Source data

+---+

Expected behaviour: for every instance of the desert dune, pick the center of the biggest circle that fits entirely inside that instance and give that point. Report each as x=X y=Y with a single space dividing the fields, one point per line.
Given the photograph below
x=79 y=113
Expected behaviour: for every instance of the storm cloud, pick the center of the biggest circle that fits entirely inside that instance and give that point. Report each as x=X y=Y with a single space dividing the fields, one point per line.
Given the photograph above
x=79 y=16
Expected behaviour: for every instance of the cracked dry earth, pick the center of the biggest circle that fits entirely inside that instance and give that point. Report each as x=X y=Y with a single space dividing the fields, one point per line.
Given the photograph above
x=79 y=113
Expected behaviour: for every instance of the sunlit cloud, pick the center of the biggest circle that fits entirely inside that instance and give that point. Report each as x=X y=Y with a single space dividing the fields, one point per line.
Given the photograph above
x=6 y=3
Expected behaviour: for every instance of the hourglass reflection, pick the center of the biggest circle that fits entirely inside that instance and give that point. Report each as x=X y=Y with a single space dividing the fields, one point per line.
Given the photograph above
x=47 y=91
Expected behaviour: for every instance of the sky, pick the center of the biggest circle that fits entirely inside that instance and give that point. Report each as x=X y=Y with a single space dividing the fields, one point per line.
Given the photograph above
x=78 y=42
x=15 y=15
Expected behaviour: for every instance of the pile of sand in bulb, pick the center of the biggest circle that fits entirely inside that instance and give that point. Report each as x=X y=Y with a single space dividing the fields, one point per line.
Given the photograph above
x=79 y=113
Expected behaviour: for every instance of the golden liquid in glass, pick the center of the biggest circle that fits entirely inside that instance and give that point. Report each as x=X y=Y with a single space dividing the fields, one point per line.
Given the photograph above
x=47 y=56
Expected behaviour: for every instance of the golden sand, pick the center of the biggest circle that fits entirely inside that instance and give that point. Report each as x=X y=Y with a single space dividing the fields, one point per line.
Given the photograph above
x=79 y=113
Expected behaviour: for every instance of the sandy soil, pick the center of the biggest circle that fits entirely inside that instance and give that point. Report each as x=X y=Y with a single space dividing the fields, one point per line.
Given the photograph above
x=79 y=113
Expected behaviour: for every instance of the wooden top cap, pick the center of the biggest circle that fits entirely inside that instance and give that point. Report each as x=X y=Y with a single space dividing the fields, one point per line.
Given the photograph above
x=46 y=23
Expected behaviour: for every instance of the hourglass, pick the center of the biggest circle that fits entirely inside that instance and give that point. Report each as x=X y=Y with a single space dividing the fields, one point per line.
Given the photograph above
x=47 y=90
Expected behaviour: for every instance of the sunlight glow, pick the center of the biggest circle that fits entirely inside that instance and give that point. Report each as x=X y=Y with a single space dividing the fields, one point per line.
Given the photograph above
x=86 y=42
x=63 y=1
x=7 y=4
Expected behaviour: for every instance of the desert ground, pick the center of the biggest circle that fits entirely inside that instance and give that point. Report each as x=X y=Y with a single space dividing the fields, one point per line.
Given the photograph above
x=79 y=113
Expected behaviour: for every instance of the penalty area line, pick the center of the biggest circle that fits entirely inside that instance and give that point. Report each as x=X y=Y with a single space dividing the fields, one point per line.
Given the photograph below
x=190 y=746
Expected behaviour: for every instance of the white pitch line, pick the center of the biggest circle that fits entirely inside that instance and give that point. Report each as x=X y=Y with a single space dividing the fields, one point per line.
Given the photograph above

+---+

# THE TASK:
In the records above, locate each line with the word "golden". Copy all such lines.

# FINAL ANSWER:
Expected behaviour: for every instance of the golden liquid in glass, pick the center of the biggest circle that fits entirely inside that instance and give that point. Report each as x=X y=Y with a single space dividing the fields, one point per line.
Expected behaviour: for every instance of the golden sand, pick the center of the biggest circle that fits entirely inside that instance and give that point. Report each as x=X y=Y with a single space dividing the fields, one point per line.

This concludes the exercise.